:: Exercise materials

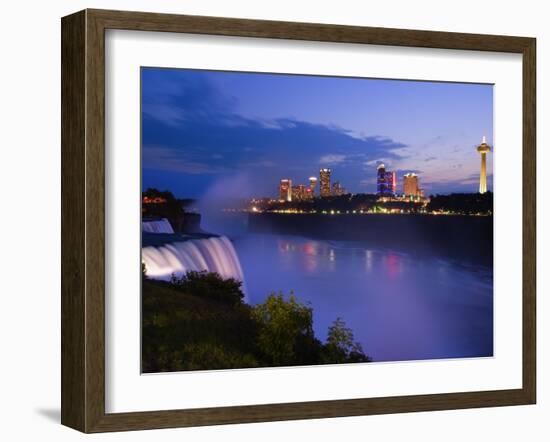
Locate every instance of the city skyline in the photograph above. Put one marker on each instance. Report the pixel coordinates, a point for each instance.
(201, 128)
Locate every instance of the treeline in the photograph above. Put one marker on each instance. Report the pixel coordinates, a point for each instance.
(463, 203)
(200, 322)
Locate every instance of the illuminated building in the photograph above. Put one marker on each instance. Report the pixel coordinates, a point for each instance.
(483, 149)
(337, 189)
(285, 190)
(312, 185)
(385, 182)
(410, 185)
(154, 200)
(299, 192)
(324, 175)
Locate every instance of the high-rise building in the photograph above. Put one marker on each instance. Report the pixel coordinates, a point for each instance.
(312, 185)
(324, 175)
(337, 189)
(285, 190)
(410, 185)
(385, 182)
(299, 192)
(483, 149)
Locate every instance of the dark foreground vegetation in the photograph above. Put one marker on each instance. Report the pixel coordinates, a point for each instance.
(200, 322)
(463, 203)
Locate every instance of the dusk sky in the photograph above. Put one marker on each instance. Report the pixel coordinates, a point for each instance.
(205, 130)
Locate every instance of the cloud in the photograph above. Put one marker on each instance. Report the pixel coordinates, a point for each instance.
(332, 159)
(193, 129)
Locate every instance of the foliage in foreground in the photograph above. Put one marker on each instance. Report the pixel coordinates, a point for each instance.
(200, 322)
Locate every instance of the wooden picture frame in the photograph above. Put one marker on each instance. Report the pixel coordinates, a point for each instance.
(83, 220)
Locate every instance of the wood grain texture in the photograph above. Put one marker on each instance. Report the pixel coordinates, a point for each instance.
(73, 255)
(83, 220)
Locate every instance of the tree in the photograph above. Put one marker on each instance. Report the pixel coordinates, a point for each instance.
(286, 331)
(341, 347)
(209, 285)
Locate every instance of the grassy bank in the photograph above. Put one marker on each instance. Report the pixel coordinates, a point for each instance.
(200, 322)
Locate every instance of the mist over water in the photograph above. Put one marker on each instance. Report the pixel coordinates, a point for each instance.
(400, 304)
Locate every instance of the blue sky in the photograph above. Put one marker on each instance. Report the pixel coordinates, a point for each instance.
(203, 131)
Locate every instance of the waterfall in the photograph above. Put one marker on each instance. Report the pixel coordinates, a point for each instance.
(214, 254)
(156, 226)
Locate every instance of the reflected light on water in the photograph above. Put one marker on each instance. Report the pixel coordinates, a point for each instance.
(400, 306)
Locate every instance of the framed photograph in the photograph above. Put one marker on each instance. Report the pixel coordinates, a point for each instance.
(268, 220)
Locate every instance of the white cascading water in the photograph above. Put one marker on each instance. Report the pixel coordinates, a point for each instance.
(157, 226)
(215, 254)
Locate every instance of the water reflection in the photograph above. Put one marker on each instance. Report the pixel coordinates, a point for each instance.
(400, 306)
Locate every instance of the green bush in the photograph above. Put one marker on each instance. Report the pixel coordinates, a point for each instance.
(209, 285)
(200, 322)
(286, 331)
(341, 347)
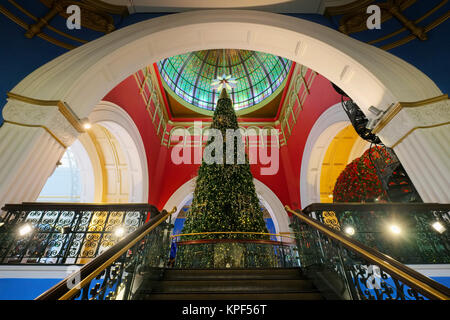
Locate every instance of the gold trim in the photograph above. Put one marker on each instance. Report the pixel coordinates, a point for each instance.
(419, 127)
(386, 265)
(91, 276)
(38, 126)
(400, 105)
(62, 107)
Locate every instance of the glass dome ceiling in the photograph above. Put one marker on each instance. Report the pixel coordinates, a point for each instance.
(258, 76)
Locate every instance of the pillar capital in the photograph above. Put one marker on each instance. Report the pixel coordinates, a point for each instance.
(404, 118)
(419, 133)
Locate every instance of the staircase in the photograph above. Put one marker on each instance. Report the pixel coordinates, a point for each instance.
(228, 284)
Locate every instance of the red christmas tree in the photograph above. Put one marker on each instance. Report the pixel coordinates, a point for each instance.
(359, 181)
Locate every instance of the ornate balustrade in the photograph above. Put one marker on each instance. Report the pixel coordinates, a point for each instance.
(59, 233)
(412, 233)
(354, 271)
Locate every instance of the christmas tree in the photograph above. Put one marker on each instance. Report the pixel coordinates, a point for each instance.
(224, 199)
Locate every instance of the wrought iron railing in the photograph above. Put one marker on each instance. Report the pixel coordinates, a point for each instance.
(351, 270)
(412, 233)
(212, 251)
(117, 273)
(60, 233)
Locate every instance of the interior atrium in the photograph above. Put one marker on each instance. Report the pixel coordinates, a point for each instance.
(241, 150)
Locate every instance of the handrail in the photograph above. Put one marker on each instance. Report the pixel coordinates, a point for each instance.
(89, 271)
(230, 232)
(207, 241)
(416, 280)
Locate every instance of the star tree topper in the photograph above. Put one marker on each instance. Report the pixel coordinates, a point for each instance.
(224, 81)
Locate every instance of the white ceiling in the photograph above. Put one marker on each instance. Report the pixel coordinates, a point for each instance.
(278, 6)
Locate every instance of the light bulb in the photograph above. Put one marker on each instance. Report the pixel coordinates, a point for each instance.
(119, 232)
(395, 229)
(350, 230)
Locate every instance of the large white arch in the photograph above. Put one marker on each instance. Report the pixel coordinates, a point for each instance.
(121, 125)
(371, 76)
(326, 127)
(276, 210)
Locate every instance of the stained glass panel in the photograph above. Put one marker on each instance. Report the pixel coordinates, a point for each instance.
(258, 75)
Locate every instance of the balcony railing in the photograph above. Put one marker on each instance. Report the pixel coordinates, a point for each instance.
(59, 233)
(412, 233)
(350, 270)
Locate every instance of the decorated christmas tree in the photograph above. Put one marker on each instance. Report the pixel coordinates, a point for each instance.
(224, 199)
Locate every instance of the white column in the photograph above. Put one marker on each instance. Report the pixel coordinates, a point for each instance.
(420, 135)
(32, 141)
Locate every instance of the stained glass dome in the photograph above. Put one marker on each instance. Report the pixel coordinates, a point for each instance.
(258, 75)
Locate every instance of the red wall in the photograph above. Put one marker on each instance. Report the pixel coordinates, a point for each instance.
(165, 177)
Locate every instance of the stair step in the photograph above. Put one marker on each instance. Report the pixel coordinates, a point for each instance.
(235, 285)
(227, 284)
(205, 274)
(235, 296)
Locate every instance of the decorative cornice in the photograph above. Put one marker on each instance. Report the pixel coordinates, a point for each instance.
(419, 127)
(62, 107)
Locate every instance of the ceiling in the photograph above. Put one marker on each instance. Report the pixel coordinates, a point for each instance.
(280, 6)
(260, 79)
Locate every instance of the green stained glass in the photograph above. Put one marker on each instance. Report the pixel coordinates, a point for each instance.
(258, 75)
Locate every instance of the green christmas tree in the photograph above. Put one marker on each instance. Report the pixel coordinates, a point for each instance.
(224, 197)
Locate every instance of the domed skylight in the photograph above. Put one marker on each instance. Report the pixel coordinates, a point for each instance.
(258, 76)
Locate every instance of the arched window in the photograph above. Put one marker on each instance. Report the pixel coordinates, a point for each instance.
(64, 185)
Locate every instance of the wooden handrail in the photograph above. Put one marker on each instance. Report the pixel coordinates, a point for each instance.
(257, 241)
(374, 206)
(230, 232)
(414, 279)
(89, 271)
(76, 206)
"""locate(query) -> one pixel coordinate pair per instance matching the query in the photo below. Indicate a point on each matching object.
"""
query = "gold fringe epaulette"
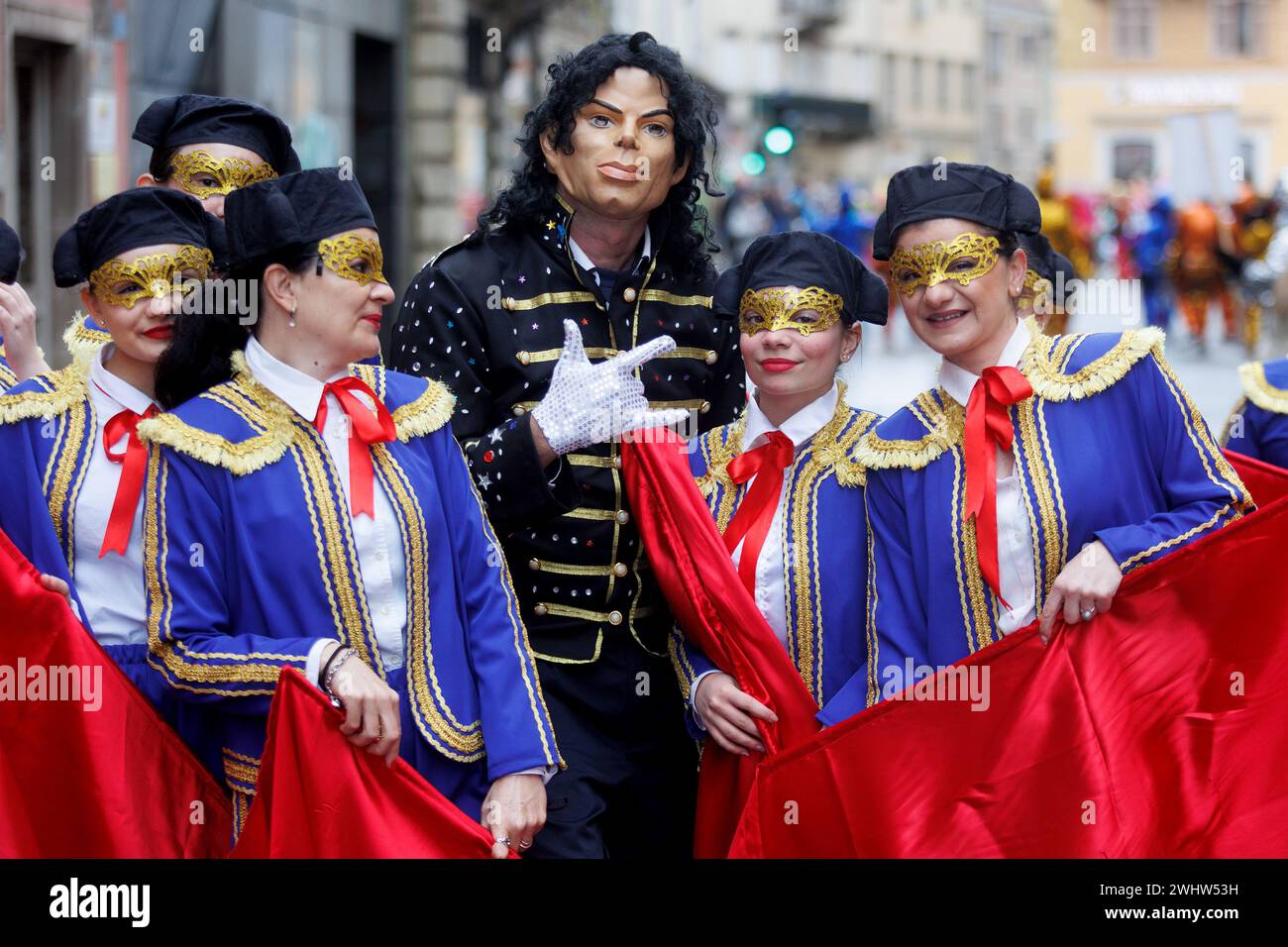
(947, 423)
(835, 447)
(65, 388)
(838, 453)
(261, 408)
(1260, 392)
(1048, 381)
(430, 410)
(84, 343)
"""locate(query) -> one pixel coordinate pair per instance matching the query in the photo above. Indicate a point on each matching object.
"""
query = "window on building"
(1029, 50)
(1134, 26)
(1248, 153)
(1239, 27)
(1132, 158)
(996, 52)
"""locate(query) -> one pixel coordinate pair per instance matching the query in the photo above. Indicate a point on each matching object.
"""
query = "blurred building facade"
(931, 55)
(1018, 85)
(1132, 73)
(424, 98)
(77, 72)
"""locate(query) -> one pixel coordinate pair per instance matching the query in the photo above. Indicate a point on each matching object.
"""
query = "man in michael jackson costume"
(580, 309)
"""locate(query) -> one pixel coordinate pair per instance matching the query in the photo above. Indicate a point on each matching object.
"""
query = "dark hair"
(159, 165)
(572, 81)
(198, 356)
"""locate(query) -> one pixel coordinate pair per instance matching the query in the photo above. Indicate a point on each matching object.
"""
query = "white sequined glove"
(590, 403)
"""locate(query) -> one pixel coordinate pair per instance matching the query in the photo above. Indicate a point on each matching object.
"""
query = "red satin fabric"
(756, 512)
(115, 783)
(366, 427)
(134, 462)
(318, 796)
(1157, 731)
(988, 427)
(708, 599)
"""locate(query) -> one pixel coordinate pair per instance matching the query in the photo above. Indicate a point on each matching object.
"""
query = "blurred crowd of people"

::::

_Requirements_: Gather every line in the rows above that contains the string "blurred", matching case exactly.

_Full solution_:
query = "blurred building facade"
query = "blurred crowd of people"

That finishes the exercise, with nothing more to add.